Given problem
Pull out every line of the records that contains the word "blue".

Part of a data file
##############################

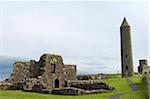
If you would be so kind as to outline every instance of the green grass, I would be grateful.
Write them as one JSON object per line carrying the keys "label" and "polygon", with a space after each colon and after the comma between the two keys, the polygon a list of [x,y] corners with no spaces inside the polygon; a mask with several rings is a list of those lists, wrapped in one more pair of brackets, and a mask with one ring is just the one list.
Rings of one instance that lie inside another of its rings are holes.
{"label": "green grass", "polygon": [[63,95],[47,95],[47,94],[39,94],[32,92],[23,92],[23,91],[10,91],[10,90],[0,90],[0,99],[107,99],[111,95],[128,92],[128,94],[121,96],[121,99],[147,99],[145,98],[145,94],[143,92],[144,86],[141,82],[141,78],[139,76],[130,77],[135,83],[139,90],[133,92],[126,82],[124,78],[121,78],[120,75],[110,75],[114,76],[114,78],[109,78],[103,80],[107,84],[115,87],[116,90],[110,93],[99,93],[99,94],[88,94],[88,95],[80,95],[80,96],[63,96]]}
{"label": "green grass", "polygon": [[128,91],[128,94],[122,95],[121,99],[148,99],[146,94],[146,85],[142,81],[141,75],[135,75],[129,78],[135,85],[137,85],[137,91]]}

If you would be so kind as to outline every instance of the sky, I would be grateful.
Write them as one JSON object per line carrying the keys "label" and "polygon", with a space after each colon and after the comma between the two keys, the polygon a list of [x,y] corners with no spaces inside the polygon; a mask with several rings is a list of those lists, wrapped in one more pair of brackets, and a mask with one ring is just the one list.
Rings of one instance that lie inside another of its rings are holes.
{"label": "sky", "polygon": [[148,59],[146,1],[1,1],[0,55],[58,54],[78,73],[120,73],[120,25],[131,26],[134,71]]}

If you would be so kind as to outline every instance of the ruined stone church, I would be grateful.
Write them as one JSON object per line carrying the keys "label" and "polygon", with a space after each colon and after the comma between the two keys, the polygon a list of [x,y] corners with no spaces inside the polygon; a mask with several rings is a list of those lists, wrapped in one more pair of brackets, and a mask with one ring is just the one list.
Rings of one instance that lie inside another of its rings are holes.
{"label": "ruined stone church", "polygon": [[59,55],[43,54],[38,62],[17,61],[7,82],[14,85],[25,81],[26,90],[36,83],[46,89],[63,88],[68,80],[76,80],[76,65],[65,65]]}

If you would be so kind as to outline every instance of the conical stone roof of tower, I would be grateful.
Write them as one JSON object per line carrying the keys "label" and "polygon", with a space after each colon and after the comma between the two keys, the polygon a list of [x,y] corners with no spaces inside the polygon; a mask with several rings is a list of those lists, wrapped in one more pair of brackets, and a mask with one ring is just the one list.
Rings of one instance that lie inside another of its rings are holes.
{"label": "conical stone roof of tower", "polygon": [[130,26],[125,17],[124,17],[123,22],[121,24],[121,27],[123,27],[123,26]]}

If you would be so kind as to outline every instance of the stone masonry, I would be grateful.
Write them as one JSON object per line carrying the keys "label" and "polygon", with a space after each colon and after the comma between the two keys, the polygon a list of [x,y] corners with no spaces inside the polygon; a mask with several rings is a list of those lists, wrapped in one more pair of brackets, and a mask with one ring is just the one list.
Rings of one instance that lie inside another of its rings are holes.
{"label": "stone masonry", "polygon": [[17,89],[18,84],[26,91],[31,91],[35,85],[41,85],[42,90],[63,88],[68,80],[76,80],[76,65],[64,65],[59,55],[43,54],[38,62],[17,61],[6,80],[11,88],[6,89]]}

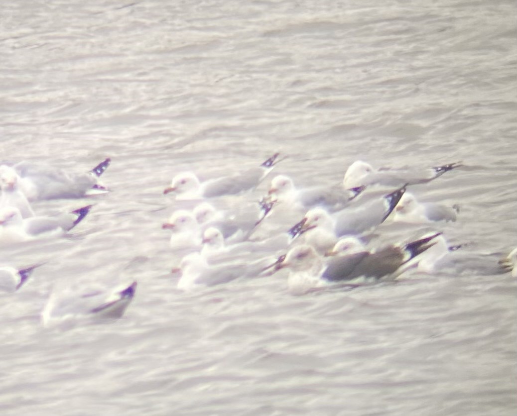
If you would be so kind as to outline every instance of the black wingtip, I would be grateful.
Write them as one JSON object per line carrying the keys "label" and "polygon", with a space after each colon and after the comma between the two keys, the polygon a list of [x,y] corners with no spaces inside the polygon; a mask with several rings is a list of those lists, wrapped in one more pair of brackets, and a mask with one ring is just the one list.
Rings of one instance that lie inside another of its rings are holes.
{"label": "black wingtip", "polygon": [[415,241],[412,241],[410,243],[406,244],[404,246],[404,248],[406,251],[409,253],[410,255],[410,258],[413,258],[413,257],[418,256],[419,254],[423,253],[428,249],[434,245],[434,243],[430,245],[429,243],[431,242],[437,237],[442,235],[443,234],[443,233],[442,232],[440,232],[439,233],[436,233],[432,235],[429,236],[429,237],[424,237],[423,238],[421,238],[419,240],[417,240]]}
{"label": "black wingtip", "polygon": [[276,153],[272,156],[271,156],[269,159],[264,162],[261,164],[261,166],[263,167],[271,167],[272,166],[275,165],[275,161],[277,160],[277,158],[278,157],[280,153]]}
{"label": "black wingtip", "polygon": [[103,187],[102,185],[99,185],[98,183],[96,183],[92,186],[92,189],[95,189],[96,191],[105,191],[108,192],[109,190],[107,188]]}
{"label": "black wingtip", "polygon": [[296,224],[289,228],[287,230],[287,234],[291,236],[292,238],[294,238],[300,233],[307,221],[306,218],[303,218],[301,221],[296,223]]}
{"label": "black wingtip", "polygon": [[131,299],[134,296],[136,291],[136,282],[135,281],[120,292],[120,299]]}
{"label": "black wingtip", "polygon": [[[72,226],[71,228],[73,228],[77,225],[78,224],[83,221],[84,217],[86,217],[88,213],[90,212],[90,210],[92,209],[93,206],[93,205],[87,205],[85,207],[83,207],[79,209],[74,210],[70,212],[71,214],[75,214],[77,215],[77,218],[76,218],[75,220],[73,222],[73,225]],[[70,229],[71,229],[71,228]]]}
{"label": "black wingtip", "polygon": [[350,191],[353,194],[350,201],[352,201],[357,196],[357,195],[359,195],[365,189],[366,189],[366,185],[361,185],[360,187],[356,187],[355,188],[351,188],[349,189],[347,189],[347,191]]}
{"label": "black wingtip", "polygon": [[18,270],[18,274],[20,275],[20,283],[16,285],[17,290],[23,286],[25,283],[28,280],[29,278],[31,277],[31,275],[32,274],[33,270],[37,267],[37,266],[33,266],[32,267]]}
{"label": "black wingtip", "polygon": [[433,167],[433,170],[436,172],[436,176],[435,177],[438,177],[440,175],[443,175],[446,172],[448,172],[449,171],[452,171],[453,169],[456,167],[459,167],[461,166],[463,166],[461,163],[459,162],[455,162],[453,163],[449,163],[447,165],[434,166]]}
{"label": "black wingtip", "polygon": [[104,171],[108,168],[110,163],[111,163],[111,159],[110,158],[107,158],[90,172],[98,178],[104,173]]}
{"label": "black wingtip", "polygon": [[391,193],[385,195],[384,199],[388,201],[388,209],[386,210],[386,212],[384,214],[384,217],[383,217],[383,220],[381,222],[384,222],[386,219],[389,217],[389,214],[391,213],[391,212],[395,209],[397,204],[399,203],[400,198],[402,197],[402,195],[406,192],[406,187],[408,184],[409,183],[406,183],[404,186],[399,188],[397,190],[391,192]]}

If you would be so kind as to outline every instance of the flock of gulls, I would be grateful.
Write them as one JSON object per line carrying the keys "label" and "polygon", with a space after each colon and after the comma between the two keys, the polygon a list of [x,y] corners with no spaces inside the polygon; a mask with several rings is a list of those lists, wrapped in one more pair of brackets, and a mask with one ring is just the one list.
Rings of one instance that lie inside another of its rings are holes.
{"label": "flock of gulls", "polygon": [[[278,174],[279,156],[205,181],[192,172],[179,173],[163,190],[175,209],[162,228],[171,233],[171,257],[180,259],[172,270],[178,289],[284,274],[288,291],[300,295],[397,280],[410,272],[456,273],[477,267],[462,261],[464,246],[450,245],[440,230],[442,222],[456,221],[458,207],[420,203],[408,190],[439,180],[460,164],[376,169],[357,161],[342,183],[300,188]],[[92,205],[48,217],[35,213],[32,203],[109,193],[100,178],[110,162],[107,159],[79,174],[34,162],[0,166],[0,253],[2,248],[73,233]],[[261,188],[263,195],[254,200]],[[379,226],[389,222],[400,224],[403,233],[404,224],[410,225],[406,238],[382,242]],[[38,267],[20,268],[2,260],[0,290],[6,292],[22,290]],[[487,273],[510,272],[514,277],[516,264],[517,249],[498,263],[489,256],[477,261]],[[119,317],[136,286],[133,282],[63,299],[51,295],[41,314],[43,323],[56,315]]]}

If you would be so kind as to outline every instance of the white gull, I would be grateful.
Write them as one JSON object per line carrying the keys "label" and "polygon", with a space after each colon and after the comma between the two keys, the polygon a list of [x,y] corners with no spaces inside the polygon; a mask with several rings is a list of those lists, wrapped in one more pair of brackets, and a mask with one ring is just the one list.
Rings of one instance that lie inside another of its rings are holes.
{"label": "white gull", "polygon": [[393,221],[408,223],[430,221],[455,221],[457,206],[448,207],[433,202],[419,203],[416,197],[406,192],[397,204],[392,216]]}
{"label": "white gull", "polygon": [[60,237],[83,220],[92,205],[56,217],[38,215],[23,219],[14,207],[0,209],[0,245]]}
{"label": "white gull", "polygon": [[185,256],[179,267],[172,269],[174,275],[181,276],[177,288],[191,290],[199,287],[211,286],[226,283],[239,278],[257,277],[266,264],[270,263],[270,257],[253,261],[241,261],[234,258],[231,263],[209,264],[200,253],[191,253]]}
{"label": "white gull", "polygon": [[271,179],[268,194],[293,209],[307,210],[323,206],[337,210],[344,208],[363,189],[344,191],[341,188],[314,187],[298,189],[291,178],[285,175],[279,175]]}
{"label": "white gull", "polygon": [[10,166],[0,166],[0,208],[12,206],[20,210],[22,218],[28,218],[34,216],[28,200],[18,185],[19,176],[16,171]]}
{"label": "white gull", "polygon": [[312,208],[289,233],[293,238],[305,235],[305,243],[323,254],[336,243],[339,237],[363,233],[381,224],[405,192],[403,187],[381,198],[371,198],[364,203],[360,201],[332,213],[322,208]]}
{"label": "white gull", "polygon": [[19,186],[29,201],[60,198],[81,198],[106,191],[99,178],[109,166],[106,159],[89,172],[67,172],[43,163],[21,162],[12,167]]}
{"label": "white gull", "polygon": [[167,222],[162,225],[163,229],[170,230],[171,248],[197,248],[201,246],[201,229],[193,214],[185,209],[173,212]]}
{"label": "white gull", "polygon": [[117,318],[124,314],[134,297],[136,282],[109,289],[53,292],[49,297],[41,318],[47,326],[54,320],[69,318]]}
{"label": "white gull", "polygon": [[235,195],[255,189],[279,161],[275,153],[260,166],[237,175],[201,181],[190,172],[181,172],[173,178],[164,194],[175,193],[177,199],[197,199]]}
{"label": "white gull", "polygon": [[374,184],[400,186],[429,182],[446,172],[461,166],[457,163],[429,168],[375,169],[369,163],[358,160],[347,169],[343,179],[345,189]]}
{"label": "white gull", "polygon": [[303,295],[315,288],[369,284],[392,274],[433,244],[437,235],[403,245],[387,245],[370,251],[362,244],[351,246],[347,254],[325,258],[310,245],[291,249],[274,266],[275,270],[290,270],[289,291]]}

##############################

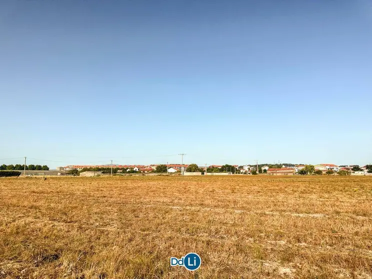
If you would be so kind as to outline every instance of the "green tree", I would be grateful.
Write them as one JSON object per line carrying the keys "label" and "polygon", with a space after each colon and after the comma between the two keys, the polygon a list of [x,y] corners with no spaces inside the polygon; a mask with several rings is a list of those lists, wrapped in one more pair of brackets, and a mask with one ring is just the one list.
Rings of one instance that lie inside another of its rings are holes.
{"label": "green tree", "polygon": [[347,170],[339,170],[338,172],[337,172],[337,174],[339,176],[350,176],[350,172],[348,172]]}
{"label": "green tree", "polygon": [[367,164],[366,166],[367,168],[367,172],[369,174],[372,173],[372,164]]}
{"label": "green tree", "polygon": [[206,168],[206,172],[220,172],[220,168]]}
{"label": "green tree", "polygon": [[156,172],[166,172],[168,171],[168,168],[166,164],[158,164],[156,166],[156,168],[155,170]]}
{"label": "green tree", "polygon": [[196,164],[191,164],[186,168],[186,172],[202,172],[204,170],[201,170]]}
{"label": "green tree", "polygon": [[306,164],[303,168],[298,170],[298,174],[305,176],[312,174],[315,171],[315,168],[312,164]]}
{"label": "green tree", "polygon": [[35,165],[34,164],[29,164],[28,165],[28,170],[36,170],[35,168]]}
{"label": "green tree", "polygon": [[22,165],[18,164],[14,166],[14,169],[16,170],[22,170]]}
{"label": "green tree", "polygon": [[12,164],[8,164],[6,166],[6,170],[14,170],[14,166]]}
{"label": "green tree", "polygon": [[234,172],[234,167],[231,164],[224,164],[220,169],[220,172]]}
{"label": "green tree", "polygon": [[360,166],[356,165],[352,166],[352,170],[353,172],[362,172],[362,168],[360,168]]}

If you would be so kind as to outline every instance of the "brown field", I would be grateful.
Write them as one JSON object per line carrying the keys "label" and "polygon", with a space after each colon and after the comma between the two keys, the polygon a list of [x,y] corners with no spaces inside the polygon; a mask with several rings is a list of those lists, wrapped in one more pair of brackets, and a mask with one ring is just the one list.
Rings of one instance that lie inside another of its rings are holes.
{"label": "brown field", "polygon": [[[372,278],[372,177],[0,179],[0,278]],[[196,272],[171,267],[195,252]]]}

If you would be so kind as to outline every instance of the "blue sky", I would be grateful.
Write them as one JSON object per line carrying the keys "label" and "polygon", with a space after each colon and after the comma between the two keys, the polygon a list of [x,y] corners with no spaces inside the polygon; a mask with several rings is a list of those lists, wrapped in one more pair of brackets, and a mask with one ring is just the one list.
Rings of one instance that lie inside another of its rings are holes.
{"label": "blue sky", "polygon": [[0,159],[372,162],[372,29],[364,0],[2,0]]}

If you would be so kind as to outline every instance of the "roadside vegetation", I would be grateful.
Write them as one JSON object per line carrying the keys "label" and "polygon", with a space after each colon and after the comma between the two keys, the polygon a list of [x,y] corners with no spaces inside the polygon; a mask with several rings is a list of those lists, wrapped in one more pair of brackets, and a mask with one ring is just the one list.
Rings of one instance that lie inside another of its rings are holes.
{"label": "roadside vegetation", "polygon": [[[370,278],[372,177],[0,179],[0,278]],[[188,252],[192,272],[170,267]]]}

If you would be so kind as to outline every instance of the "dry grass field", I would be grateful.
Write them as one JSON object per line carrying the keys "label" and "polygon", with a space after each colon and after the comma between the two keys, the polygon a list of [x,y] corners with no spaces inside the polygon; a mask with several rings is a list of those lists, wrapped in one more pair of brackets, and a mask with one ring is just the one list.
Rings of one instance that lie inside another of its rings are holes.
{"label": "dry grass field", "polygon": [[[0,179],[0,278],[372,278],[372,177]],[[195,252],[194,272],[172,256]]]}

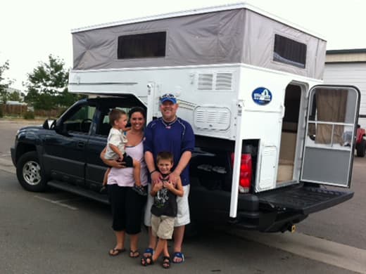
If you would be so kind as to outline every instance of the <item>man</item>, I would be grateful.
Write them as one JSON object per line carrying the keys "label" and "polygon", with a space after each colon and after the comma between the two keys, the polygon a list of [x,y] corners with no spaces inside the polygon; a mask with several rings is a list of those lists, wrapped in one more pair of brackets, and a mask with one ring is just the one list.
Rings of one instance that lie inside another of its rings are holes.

##############################

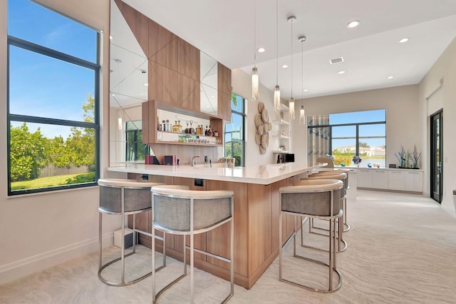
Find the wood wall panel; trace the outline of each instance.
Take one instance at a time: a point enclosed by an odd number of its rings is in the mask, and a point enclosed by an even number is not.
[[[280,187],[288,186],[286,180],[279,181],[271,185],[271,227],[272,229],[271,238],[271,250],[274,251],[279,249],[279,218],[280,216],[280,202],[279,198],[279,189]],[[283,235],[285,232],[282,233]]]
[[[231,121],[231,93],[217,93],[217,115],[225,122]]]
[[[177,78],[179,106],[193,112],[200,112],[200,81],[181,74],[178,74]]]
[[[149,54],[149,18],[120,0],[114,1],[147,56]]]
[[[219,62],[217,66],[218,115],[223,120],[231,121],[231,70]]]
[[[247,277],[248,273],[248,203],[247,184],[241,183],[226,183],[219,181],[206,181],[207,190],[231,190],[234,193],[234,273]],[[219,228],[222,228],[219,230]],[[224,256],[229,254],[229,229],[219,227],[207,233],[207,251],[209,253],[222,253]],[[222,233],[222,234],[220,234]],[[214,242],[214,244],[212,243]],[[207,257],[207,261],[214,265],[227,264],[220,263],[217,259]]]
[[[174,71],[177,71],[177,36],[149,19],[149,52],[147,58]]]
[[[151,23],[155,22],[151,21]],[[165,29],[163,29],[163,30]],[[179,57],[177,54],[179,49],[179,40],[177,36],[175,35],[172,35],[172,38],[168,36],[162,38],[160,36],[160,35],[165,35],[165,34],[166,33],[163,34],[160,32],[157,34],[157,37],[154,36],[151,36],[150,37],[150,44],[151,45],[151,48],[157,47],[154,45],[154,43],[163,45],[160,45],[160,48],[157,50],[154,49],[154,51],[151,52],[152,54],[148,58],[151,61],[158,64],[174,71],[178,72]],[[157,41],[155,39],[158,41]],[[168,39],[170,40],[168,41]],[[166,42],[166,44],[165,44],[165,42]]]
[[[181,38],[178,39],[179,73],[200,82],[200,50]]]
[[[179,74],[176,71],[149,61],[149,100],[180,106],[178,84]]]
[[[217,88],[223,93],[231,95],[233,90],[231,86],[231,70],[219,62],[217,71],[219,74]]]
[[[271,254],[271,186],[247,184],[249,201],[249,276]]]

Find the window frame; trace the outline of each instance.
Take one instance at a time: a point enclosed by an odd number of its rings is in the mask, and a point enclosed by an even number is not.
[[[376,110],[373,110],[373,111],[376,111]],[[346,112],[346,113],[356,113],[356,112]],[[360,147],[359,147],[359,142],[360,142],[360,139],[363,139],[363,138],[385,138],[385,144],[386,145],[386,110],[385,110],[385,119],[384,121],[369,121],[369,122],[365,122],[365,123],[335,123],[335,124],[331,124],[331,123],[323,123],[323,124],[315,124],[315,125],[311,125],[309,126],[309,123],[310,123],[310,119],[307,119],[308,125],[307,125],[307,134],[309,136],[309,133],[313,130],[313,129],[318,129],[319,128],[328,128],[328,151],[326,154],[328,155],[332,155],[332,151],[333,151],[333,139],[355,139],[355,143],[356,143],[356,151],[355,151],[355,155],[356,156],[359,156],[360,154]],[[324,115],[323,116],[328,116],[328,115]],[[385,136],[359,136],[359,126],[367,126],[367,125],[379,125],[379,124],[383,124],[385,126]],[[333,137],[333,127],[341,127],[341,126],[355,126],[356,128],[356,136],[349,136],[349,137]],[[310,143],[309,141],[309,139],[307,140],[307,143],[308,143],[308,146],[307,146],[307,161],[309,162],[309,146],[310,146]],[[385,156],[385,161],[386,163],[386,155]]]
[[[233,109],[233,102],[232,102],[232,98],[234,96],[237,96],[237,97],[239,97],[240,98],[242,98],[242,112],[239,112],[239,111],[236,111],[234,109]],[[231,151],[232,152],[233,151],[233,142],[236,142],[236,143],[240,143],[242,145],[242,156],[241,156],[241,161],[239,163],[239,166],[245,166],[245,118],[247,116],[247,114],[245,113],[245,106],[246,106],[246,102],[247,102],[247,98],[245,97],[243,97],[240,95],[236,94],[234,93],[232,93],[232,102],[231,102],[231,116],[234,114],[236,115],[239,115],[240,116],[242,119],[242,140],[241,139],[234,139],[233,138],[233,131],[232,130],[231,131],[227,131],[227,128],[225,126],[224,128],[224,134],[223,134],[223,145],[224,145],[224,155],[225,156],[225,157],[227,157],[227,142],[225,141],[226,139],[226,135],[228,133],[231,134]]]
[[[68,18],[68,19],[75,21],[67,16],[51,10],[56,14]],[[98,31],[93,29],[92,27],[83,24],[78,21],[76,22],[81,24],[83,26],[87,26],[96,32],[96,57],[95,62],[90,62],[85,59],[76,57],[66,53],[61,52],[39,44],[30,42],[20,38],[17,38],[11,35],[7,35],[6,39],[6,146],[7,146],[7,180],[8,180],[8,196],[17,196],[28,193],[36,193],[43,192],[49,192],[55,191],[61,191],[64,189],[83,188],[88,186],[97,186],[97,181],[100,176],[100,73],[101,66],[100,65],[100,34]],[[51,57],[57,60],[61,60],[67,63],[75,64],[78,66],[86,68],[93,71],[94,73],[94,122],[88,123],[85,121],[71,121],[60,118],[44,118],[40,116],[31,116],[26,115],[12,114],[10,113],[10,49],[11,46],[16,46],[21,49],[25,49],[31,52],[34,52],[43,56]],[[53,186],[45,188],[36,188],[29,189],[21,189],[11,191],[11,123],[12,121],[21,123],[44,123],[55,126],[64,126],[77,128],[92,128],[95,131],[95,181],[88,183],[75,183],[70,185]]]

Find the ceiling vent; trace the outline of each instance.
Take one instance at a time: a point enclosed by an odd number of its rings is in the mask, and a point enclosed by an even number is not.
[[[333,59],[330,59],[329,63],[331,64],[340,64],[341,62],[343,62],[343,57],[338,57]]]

##############################

Complete answer
If you would be so kind as to outline every instance of the "blue sky", I would be grateful.
{"label": "blue sky", "polygon": [[0,159],[372,162],[372,29],[364,0],[2,0]]}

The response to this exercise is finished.